■ What you will do
Identify all rows below that contain the word "each" and copy them out. Case counts.

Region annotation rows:
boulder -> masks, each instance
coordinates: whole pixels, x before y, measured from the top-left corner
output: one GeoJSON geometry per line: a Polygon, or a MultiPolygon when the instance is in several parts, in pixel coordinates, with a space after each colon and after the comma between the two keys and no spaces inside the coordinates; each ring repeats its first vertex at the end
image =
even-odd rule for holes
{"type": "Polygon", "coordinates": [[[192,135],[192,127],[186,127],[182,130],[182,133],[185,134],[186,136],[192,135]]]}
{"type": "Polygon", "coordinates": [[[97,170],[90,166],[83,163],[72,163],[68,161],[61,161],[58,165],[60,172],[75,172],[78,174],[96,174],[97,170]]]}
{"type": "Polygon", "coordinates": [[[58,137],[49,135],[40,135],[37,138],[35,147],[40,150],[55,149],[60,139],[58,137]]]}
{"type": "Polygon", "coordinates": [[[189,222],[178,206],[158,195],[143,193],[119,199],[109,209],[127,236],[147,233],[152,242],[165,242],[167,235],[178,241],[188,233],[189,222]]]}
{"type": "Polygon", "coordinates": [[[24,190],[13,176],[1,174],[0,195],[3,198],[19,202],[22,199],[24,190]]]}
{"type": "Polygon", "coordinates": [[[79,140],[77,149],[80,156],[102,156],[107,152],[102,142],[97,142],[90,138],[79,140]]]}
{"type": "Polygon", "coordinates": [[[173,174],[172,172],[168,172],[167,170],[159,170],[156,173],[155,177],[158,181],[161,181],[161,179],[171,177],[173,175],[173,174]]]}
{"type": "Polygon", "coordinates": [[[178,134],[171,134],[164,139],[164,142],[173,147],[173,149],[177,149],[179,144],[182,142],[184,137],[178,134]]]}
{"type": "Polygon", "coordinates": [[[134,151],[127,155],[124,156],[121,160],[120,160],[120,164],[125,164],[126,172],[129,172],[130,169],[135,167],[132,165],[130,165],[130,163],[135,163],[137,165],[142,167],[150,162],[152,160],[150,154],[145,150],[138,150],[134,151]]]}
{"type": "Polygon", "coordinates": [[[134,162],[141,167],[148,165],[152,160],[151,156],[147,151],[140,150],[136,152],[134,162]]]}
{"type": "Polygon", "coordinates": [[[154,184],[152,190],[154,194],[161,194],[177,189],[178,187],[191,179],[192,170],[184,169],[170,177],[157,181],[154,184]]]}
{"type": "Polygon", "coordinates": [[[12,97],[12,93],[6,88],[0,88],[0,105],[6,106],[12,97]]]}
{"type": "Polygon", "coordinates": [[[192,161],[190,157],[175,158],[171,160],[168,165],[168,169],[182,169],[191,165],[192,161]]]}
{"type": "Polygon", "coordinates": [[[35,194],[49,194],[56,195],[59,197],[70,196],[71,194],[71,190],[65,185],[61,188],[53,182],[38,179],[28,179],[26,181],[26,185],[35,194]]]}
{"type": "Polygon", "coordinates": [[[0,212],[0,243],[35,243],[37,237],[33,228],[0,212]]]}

■ Solution for this task
boulder -> masks, each instance
output: one GeoJSON geometry per line: a Polygon, or a MultiPolygon when the instance is in several parts, in pixel coordinates, with a space after each colon and after the comma between the two keys and no spaces inside the coordinates; each ring repeats its first vertex at the end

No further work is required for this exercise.